### GOAL
Write every record out again exactly, and keep images out of it.

====

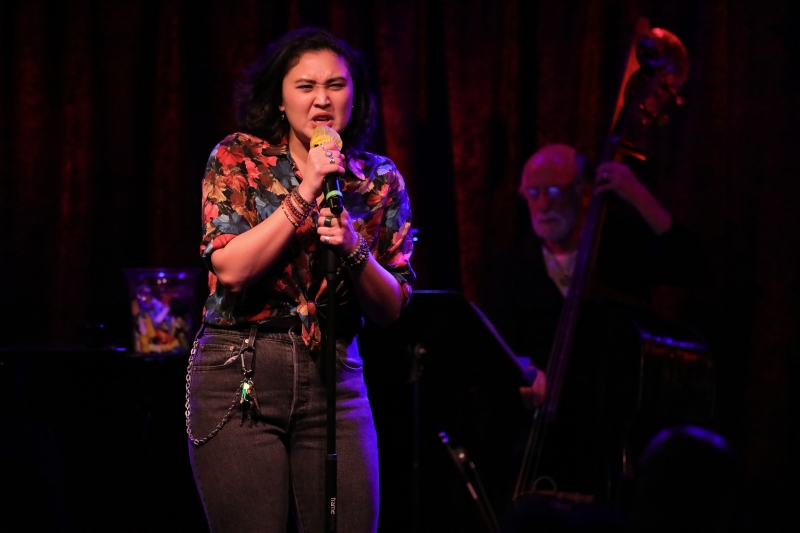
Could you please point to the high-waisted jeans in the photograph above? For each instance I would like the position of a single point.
(253, 473)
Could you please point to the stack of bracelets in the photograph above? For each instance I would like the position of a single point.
(359, 256)
(296, 208)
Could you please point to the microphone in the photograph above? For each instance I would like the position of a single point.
(330, 185)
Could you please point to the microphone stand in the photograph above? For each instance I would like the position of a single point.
(331, 457)
(334, 199)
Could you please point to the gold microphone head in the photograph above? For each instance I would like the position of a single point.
(324, 134)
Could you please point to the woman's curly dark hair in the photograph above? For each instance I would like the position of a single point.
(259, 93)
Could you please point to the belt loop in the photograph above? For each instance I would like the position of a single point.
(249, 345)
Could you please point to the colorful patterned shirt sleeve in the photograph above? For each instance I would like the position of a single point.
(245, 182)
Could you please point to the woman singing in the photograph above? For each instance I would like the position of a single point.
(256, 401)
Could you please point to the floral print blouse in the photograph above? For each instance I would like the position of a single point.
(245, 182)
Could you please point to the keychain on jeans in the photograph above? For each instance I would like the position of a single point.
(248, 399)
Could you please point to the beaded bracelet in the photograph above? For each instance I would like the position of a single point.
(295, 223)
(300, 215)
(302, 201)
(359, 256)
(292, 213)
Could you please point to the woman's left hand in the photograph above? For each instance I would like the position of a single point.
(337, 231)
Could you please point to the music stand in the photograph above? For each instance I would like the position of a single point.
(442, 367)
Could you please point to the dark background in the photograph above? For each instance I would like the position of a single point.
(108, 111)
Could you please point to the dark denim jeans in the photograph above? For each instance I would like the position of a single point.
(250, 475)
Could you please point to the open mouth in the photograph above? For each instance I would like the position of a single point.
(322, 119)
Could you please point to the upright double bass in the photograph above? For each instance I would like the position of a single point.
(657, 66)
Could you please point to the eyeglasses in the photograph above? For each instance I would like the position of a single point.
(553, 192)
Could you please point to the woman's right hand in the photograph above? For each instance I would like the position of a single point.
(322, 160)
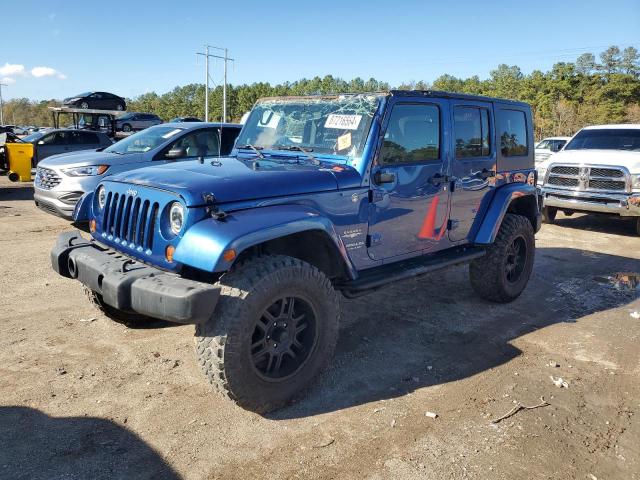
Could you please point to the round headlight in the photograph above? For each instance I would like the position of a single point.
(176, 217)
(102, 197)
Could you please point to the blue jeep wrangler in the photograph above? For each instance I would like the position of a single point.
(321, 194)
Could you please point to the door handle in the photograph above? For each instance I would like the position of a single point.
(438, 179)
(484, 174)
(384, 177)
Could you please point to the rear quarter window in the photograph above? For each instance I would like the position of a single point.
(512, 133)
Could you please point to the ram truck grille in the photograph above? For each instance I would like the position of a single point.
(589, 178)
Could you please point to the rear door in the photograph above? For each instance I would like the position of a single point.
(409, 184)
(474, 163)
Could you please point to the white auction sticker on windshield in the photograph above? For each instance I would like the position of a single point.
(343, 122)
(172, 133)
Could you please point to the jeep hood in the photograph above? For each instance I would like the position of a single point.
(88, 157)
(232, 179)
(621, 158)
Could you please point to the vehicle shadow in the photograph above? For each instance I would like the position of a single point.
(36, 446)
(598, 223)
(434, 330)
(17, 191)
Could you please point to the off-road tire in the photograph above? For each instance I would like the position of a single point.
(488, 274)
(549, 214)
(223, 344)
(120, 316)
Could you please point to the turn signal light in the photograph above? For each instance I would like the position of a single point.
(229, 255)
(168, 253)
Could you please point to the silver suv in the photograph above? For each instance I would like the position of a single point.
(130, 122)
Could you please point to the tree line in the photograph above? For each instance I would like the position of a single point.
(564, 99)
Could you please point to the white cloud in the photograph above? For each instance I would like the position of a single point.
(12, 69)
(39, 72)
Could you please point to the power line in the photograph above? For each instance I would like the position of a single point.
(1, 106)
(226, 59)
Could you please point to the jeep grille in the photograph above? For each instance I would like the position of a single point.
(589, 178)
(46, 178)
(130, 220)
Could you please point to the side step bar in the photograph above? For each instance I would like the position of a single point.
(378, 277)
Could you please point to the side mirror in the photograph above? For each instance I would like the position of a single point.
(175, 152)
(556, 148)
(384, 177)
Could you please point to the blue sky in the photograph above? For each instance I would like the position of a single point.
(138, 46)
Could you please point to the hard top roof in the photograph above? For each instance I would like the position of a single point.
(404, 93)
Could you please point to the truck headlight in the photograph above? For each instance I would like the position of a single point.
(85, 171)
(176, 217)
(101, 195)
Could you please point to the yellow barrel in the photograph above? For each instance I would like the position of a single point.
(19, 156)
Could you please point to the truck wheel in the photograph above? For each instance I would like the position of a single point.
(274, 329)
(549, 214)
(502, 274)
(113, 313)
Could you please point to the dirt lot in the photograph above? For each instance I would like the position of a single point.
(84, 397)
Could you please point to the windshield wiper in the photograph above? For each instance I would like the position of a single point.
(298, 148)
(252, 147)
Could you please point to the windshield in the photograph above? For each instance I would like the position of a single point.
(606, 139)
(144, 141)
(33, 137)
(336, 125)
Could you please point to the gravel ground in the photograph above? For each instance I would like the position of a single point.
(83, 397)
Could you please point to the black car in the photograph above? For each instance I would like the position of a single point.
(97, 100)
(184, 119)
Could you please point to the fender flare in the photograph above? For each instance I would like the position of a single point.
(82, 211)
(204, 243)
(502, 198)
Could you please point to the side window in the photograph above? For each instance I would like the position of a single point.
(202, 143)
(229, 135)
(89, 138)
(57, 138)
(413, 134)
(512, 131)
(472, 135)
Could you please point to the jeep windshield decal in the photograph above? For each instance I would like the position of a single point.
(332, 127)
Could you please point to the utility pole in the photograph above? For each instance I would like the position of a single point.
(1, 105)
(226, 59)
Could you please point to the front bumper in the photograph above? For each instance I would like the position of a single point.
(625, 205)
(129, 285)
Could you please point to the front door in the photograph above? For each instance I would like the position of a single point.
(409, 184)
(474, 163)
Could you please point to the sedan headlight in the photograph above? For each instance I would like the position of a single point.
(86, 171)
(101, 195)
(176, 217)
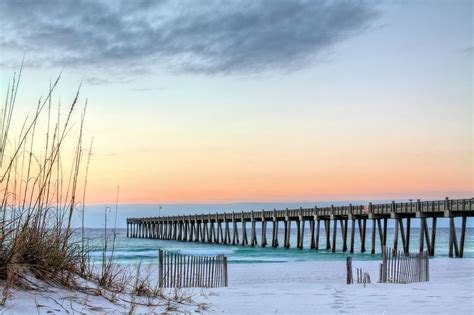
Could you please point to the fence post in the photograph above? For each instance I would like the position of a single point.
(160, 263)
(226, 278)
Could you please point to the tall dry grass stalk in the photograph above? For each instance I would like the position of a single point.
(38, 190)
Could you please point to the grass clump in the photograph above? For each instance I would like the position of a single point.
(38, 191)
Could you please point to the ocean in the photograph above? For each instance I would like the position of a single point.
(135, 250)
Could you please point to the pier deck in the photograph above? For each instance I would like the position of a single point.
(217, 228)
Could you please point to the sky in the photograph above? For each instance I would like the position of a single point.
(256, 101)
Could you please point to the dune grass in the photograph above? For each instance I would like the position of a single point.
(41, 168)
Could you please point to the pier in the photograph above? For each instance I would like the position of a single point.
(223, 228)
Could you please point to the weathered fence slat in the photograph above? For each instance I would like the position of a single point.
(180, 271)
(400, 267)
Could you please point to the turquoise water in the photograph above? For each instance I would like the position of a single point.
(134, 250)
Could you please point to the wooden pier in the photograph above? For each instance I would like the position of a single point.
(223, 228)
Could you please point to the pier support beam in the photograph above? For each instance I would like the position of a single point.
(275, 233)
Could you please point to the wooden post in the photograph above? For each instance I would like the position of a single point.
(433, 236)
(317, 234)
(349, 269)
(275, 232)
(395, 237)
(422, 231)
(452, 238)
(244, 233)
(327, 227)
(344, 223)
(407, 249)
(364, 230)
(160, 270)
(463, 235)
(264, 232)
(372, 251)
(226, 279)
(381, 237)
(253, 241)
(352, 236)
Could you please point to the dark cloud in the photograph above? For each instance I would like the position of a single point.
(184, 36)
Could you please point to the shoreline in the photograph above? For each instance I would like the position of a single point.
(291, 288)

====

### CORRECT RESPONSE
Could you please point to the high-waisted jeans in the photograph above? For each instance I would like the position of a single point.
(253, 473)
Could you please point to the stack of bracelets in the photograph above? For each instance I would like the position of a single point.
(359, 256)
(296, 208)
Could you please point to the microphone in the photograph above? For each instance I would like the position of a single point.
(330, 185)
Could you please point to the microphone stand in the photograph above? For each instance I would like the position of a single point.
(331, 457)
(334, 199)
Could you please point to the gold microphone head in the photograph above? For each instance I would like the position of a single point.
(324, 134)
Could you please point to the woman's curly dark hair in the photograph above? For each instance I would like the position of a single point.
(259, 93)
Could you please point to the belt loop in the photograph above? For each instance I would like the position of a single point.
(249, 345)
Could you please point to the colorful patterned shirt sleeve in the photograph above? For each instance I would like the position of a single point.
(245, 182)
Could you please point to the woman singing in the photograph above? For each instance I would like the position of a single point.
(256, 401)
Could you please point to the floral print blouse in the photograph above? For each instance I would like the position of a single point.
(245, 182)
Could you please point to the keychain on jeans in the photograph above? For each instance I would like the position of a single point.
(248, 399)
Could you please point to the beaded bracelet in the photograph above? For each instance I would like the position of a single point.
(295, 223)
(300, 215)
(302, 201)
(359, 256)
(292, 213)
Could you please point to the woman's left hand in the photograph above? For each instance I would like the position of a single point.
(337, 231)
Could you please point to the music stand in the photograph above? For each instance I would like the position of a single point.
(442, 367)
Could you please point to the dark background in the photograph above? For each instance I would like the position of a single point.
(108, 111)
Could you please point to the dark denim jeans in the photograph above? For each instance I would like the position of a single point.
(250, 475)
Could you please point to the open mouth in the photograph above? For each instance I would like the position of a single point.
(322, 119)
Could you please point to the upright double bass in the photograph above? For each instance I would like the position of a single point.
(657, 66)
Could you please point to the eyeglasses in the photograph above? For each instance I would like the position of a single point.
(553, 192)
Could you please point to the woman's right hand in the photograph above? For each instance I would like the position of a single point.
(322, 160)
Could you please point to the round headlight in the photograph above? For each instance I would like the position of a single point.
(176, 217)
(102, 197)
Could you please point to the blue jeep wrangler in the photograph above? For each instance I would like the position of a single point.
(321, 194)
Could you please point to the door handle in the photograph above? For each instance I would like the position of a single point.
(438, 179)
(484, 174)
(384, 177)
Could you please point to the rear quarter window in the photograph above? For each instance I would like the position of a single point.
(512, 133)
Could you please point to the ram truck grille in the photograph above? For each instance I would like the position of a single point.
(589, 178)
Could you please point to the rear door in the photograph above? For each instance I would like the position of a single point.
(409, 184)
(474, 163)
Could you please point to the white auction sticker on windshield in the photograph above? For each instance I would like the position of a single point.
(343, 122)
(172, 133)
Could you please point to the jeep hood in the photograph above? For each instance I would like the position of a single point.
(88, 157)
(232, 179)
(621, 158)
Could you please point to the vehicle shadow in the photograph above? For each instance I would like the position of a single point.
(36, 446)
(598, 223)
(434, 330)
(17, 191)
Could you please point to the off-road tire in the photograph above? For each instance I would like the position of a single point.
(488, 274)
(549, 214)
(223, 344)
(120, 316)
Could you please point to the turn signal light in the photograph above? For each instance I would like the position of a single point.
(229, 255)
(168, 253)
Could you please point to the silver suv in the photograph above? For each instance I would like the position of a single point.
(130, 122)
Could you please point to the tree line in the photograph above? For each instance I would like the position of a single point.
(564, 99)
Could you please point to the white cloud in the photograph above? For each instance I would like the position of a single point.
(12, 69)
(39, 72)
Could you please point to the power line in the photograph above? For each instance I would like the position of a single point.
(1, 106)
(226, 59)
Could you please point to the jeep grille in the photograph above? For each instance I would like the position of a single point.
(589, 178)
(46, 178)
(130, 220)
Could you please point to the side step bar in the photograph above? For each instance I would like the position of a single point.
(378, 277)
Could you please point to the side mirror in the photograph above? For each instance I would like the position of a single point.
(175, 152)
(556, 148)
(384, 177)
Could you please point to the blue sky in the photograph above? For each instance I would like the position of a single point.
(138, 46)
Could you please point to the hard top roof in the photograph above? For each instance I would like the position of a single point.
(404, 93)
Could you please point to the truck headlight in the photograph above? For each instance I would like the position of a single point.
(85, 171)
(176, 217)
(101, 195)
Could you please point to the yellow barrel in the photograph above? For each instance I would like the position of a single point.
(19, 156)
Could you please point to the truck wheel in the photograph above? For each instance I would like the position of a single point.
(274, 329)
(549, 214)
(502, 274)
(113, 313)
Could you please point to the dirt lot in the photograph above? For each instance I would like the position of a single point.
(84, 397)
Could you please point to the windshield wiper in the photograph above? For each instance I would like the position of a single point.
(298, 148)
(252, 147)
Could you please point to the windshield in the photograph above? For each instance I would like the position of a single point.
(606, 139)
(144, 141)
(33, 137)
(336, 125)
Could you please point to the gravel ground in the photograph above? For each instance I would like the position of a single point.
(83, 397)
Could you please point to the black car in the photograph above? For each instance I would like the position of a single point.
(97, 100)
(184, 119)
Could you please point to the fender flare in the photograph above? For each instance I would like the position of a single point.
(82, 211)
(204, 243)
(502, 198)
Could you please point to the side window in the photograph above? For each instance I would like the position of a single point.
(202, 143)
(229, 135)
(89, 138)
(57, 138)
(413, 134)
(512, 131)
(472, 135)
Could you please point to the jeep windshield decal in the photograph above? For each instance I would like the position of a single point.
(332, 127)
Could you please point to the utility pole in the photograph above? For each instance I would like the position of a single point.
(1, 105)
(226, 59)
Could you please point to the front bumper in the photograph above? For each instance I would like the position of a single point.
(625, 205)
(129, 285)
Could you please point to the front door in the photograph above? For each instance I would like the position of a single point.
(409, 184)
(474, 163)
Could you please point to the sedan headlight in the photograph above? For each instance I would like the position of a single point.
(86, 171)
(101, 195)
(176, 217)
Could you please point to the fence post in the photograph above? For each instance I would like the position of a single point.
(160, 263)
(226, 278)
Could you please point to the tall dry grass stalk in the photograph above? For each instance I would like the position of a single point.
(38, 190)
Could you please point to the grass clump in the photograph above? For each instance I would like the position of a single point.
(38, 191)
Could you please point to the ocean in the photograph above? For each instance I would like the position of a single point.
(135, 250)
Could you please point to the pier deck in the photograph above? For each instance I would like the position of a single point.
(217, 228)
Could you please point to the sky in the photograph above? For each instance I would like the position of a single point.
(256, 101)
Could you please point to the dune grass in the photograph above? For each instance I would like the position of a single point.
(41, 168)
Could you please point to the pier in the photograph above? For each instance I would like the position of a single point.
(223, 228)
Could you please point to the weathered fence slat in the photograph above? For each instance I would like the position of a single point.
(180, 271)
(400, 267)
Could you please point to the turquoise water in the photograph above? For each instance I would like the position of a single point.
(134, 250)
Could you please point to the wooden pier in the photograph above? For each instance I would like the position of a single point.
(223, 228)
Could you please point to the pier support beam in the photograph above? For each instance I would like the position of a single point.
(275, 233)
Could you please point to the wooden post in the photograph above? For each instance I would like the position of a single point.
(433, 236)
(317, 234)
(349, 269)
(275, 232)
(395, 237)
(422, 231)
(452, 238)
(244, 233)
(327, 227)
(344, 223)
(407, 249)
(364, 230)
(160, 270)
(463, 235)
(264, 232)
(372, 251)
(226, 279)
(381, 237)
(253, 241)
(352, 236)
Could you please point to the dark cloud in the photograph above? For each instance I would like the position of a single point.
(184, 36)
Could you please point to the shoreline in the photograph above? For each instance I would like the position of a single point.
(291, 288)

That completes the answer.